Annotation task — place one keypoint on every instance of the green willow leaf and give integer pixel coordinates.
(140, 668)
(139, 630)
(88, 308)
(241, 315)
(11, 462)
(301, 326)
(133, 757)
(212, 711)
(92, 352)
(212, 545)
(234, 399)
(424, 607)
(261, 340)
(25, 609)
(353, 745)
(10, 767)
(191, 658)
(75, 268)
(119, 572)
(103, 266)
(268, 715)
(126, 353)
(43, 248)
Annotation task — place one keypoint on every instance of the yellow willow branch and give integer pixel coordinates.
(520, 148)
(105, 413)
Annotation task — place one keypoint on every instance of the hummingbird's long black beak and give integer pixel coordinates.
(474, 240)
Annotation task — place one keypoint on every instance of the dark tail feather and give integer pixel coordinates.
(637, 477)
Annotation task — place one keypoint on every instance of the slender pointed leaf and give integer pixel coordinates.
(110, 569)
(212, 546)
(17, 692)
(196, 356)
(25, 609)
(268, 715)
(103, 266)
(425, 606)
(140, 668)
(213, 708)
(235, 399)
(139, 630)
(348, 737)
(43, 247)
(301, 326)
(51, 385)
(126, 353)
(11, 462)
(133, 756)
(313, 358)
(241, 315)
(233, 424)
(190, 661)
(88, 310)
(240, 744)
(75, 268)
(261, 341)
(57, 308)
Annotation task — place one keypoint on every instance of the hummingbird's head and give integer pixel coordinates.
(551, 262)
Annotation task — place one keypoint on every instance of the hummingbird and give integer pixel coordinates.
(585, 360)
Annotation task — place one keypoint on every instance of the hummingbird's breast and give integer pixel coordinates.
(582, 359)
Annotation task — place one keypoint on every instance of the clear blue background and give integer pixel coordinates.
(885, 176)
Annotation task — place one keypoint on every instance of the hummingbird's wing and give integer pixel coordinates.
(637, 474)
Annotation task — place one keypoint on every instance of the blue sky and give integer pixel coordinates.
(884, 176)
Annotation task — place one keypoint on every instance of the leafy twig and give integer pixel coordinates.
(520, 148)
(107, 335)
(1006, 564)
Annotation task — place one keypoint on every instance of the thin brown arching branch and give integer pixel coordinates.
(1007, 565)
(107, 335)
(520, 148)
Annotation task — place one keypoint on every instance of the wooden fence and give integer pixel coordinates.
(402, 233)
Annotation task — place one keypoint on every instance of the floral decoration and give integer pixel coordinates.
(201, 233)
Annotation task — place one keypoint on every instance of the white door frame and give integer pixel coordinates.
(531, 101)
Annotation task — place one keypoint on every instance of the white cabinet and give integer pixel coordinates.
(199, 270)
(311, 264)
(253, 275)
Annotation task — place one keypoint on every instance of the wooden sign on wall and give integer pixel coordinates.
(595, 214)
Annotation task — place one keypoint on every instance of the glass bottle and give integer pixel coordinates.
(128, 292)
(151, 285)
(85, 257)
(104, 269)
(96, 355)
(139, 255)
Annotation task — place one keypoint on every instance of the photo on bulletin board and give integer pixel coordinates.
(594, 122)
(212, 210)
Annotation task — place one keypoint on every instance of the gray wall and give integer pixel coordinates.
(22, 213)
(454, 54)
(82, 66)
◇ ◇ ◇ ◇
Each line from the one containing "wing and give integer pixel coordinates." down to the final line of the listing must appear in the answer exactly as written, and no other line may.

__Exercise response__
Annotation task — place one keypoint on every instance of the hummingbird's wing and give integer pixel coordinates.
(637, 474)
Annotation task — place one keypoint on every instance of the blue sky and give integer pixel coordinates.
(884, 176)
Annotation task — place one keypoint on every instance of the leafy twig and give integer pixel coordinates.
(520, 148)
(107, 335)
(1006, 564)
Annotation task — place one keypoint on every instance of the thin brown arching branch and give integer pixel coordinates.
(1007, 565)
(107, 335)
(520, 148)
Annotation task — place one keypoint on every instance of the wooden fence and give integer pixel coordinates.
(402, 233)
Annotation task — place one keypoint on every instance of the floral decoration and give integer pixel coordinates.
(201, 233)
Annotation task — place one keypoint on every instance of the white door frame and give integer pixel coordinates.
(531, 101)
Annotation task — place one keypoint on every instance of the white cabinet and give integer pixel coordinates.
(199, 270)
(311, 264)
(253, 275)
Annotation task — place one keypoint on every instance of the wooden sign on wall and give integer pixel coordinates.
(595, 214)
Annotation task — place one keypoint on every instance of the glass bottle and give integer pixel coordinates.
(128, 292)
(151, 285)
(85, 257)
(104, 269)
(96, 355)
(139, 255)
Annotation task — place one keypoint on every instance of the photo on bulletin board and give integer pixel coordinates.
(594, 122)
(212, 210)
Annotation task — place one keypoint on every instance of the gray wall and give integer pixel coordinates.
(22, 213)
(454, 54)
(82, 66)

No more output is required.